=== To do ===
[1] In the article on the cost of health service strikes, reproduce the passage that opens with "And the National" and closes with "showed on Monday.", changing "National Health Service" to "NHS".
[2] List every person named in the article on the cost of health service strikes.

[[ Page excerpt, beginning ]]

A billion pounds. A million waiting patients. Just two ways to measure the ongoing cost of industrial action from staff in England’s public health system.
Staff including nurses and ambulance workers first walked out late last year in industrial action over pay and working conditions they argue make it hard for hospitals to recruit and retain a healthy workforce.
Although some of this action has come to an end, the costly health services strikes continue, with doctors expected to walk out next week.
One senior health boss recently estimated hospitals had spent more than £1 billion ($1.22 billion) covering strikes from junior doctors alone.
And the National Health Service announced this week that the number of appointments canceled due to strikes had finally passed one million.
Since walk-outs began last December, 1,015,067 acute inpatient and outpatient appointments have had to be rearranged, official figures showed on Monday.
Dr Vin Diwakar, the country’s national medical director for secondary care and transformation, said in a statement that these numbers “reveal just part of the relentless impact of strikes over the last ten months.”
“We know that each appointment rescheduled is incredibly difficult for patients and families, and as we prepare for further joint action next week, there is precious little time for staff and services to recover.”
Labor unions — who argue pay has risen far behind inflation — say that better pay will help the NHS fill vacancies and keep existing staff employed in its overstretched workforce. Already facing growing demand from patients, the service will need to be stronger than ever as the population ages.
Ministers, on the other hand, say doctors are asking for unaffordable pay hikes that could themselves contribute to high inflation and the cost of living crisis facing the country.
With the toll of each strike putting extra pressure on long surgery waiting lists, industry leaders have called for resolution once and for all.
Deputy chief executive of hospital leadeship body NHS Providers, Saffron Cordery, said in a statement: “How bad does it have to get before we see an end to these damaging and demoralising industrial disputes?
“The immediate concern has to be with patients — more than a million and counting — whose care or treatment has been delayed.”
Hospitals were making “every effort” to mitigate the effects of ongoing walk-outs, she said, adding that the official figures only tell part of the story.
This tally, she said, captures appointments that have already been made. But “thousands more patients will be affected because [hospitals] are simply not booking in care for strike days known well in advance.”
“As the costs of the strikes rise — a billion pounds so far — we have to ask again, what price a resolution?” she added. “With resources severely stretched as we head into winter, this is a wholly unwelcome additional burden the NHS can ill-afford.”
Rory Deighton, director of the acute network at insudstry body, NHS Confederation says the cost of strikes could end up leading “to cutbacks elsewhere” as it hit already-stretched budgets.
“As public frustration and cancelled appointments grows ahead of what is looking like a bleak winter, the government and [union leaders] must talk to each other to find a solution that brings an end to this prolonged war of attrition.”

[[ Page excerpt, end ]]
[[ Raw data, beginning ]]

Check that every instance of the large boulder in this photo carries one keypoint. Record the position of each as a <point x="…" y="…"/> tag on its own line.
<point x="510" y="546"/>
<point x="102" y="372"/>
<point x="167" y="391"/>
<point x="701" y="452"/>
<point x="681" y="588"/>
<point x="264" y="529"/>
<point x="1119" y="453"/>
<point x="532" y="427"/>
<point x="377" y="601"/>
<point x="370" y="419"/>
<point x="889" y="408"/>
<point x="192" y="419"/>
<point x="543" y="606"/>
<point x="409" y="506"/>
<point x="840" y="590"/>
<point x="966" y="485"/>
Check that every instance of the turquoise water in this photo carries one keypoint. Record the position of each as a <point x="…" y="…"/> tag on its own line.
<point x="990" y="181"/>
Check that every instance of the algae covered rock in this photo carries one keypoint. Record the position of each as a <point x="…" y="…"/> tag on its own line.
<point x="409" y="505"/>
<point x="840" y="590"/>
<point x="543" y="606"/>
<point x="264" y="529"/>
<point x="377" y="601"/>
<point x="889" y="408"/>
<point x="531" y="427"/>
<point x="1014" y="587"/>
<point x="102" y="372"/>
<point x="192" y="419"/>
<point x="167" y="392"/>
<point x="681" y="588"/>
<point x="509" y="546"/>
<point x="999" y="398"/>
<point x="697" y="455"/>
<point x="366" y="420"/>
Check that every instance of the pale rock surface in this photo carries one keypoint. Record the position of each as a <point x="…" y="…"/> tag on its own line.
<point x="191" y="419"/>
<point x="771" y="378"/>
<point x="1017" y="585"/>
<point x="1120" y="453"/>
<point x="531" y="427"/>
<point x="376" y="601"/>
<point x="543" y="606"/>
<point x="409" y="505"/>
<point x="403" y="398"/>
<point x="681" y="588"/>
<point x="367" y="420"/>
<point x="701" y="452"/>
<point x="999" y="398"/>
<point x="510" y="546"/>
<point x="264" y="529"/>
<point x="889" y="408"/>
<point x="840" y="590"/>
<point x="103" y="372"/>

[[ Raw data, end ]]

=== Exercise responses ===
[1]
And the NHS announced this week that the number of appointments canceled due to strikes had finally passed one million.
Since walk-outs began last December, 1,015,067 acute inpatient and outpatient appointments have had to be rearranged, official figures showed on Monday.

[2]
Dr Vin Diwakar
Saffron Cordery
Rory Deighton